Excerpted passage:
──────────────────────────────

Re: How browsers display URIs with %-encoding (Opera/Firefox FAIL)

On 7/25/11 2:25 AM, "Martin J. Dürst" wrote:
>> In this case, the status bar (and url bar, for that matter) display here
>> is done by Firefox UI code, not Gecko, for what it's worth. There are
>> various situations in which the UI code "unescapes" when the core code
>> would not, and once you start doing that you have to start guessing at
>> encodings. Right now Gecko does NOT implement IRI across the board (and
>> last I checked when we tried it broke sites).
>
> I can understand that you might not yet implement IRIs everywhere. But
> the case I showed you, displaying "/People/Dürst" for "/People/D%FCrst",
> seems to be a clear bug, because "/People/D%FCrst" goes somewhere else
> than "/People/Dürst" when entered in a location/address bar.

Stop.  Back up.  When you enter it in the location bar, you're entering 
Unicode, which is then encoded as UTF-8 on the wire.  What the page 
contains is an explicit escape.  I think you're making the mistake that 
user _input_ somehow needs to match what the user is shown.  This is a 
nice property to have, but there are other considerations here too.  See 
below.

> If you think it's not a bug, can you explain why?

See below.

──────────────────────────────

Write out the part of the message on how browsers display %-encoded URIs that begins at the words "Re: How browsers" and stops after "a location/address bar.", replacing each "Gecko" with "the layout engine". The lines that come next have nothing to do with the message above.

──────────────────────────────

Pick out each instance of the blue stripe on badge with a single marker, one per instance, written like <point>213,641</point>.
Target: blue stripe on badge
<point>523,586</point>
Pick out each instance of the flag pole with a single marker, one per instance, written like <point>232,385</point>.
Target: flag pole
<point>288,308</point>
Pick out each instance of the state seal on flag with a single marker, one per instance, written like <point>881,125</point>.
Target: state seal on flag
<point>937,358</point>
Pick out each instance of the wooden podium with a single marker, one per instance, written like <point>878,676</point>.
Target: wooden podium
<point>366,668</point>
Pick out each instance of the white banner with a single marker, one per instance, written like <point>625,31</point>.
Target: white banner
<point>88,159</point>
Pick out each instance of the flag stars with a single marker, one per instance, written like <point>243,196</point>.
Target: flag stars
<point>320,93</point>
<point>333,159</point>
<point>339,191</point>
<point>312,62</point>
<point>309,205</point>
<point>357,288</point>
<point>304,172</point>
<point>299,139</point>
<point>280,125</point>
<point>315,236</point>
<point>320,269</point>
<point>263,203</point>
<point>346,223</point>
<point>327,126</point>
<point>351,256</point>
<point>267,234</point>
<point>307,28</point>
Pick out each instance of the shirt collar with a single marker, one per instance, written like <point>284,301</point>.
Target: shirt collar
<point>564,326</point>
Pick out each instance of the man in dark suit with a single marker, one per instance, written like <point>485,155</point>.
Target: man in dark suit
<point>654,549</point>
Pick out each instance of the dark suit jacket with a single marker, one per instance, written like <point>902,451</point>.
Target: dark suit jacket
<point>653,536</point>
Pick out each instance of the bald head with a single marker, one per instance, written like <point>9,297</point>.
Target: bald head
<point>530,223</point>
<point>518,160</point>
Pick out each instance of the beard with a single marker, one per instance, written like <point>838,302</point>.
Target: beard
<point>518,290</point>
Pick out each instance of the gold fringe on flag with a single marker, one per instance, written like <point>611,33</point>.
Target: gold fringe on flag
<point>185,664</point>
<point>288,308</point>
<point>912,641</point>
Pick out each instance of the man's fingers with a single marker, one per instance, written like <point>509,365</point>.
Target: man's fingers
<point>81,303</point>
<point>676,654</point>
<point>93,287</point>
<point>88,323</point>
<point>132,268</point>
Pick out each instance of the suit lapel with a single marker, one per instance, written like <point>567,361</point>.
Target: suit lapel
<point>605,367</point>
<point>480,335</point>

──────────────────────────────

Solved problem:
Re: How browsers display URIs with %-encoding (Opera/Firefox FAIL)

On 7/25/11 2:25 AM, "Martin J. Dürst" wrote:
>> In this case, the status bar (and url bar, for that matter) display here
>> is done by Firefox UI code, not the layout engine, for what it's worth. There are
>> various situations in which the UI code "unescapes" when the core code
>> would not, and once you start doing that you have to start guessing at
>> encodings. Right now the layout engine does NOT implement IRI across the board (and
>> last I checked when we tried it broke sites).
>
> I can understand that you might not yet implement IRIs everywhere. But
> the case I showed you, displaying "/People/Dürst" for "/People/D%FCrst",
> seems to be a clear bug, because "/People/D%FCrst" goes somewhere else
> than "/People/Dürst" when entered in a location/address bar.